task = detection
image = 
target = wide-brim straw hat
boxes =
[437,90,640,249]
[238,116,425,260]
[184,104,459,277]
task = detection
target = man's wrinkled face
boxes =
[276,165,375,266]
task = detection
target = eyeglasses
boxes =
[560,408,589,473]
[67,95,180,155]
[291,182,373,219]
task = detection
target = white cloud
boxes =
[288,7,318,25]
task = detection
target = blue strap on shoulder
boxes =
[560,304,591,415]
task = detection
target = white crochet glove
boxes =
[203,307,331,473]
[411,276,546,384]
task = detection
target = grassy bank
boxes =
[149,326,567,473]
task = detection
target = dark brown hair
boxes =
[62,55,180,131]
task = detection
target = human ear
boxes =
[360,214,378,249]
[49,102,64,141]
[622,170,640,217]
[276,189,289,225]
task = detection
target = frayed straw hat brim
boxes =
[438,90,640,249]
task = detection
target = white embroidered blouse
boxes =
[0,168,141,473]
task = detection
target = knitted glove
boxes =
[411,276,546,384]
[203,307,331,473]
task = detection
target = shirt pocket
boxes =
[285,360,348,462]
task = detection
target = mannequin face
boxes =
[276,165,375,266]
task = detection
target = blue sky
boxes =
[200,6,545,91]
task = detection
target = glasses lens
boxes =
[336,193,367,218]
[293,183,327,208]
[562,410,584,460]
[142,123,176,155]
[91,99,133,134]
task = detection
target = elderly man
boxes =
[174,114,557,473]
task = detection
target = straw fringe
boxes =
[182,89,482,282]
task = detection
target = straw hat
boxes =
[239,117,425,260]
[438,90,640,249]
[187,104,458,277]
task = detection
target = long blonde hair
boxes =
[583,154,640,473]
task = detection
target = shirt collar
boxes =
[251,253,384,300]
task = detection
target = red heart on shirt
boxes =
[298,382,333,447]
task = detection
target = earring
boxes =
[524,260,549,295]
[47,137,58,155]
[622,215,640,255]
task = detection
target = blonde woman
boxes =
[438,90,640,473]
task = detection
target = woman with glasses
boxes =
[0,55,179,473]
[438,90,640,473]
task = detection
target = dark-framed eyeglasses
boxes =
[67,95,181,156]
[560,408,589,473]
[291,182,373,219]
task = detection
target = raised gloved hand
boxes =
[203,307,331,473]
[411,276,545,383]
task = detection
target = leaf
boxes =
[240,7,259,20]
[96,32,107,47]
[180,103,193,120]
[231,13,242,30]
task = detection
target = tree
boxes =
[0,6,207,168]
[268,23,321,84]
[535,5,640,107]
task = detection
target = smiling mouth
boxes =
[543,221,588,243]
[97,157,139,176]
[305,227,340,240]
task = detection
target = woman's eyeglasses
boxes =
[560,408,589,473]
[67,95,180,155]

====================

__Short task__: Please begin at the start of the listing and stop after the line that contains "[560,304,591,415]". Reproduce those lines with "white cloud" replaced by "gray cloud" and everything else unchanged.

__Output of the exercise__:
task = detection
image = 
target = wide-brim straw hat
boxes =
[437,90,640,249]
[238,116,425,260]
[184,104,459,277]
task = detection
target = man's wrinkled face
boxes =
[276,165,375,266]
task = detection
target = eyeglasses
boxes =
[560,408,589,473]
[67,95,180,155]
[291,182,373,219]
task = detection
target = gray cloud
boxes =
[288,7,318,25]
task = detection
target = blue strap on shoulder
boxes =
[560,304,591,415]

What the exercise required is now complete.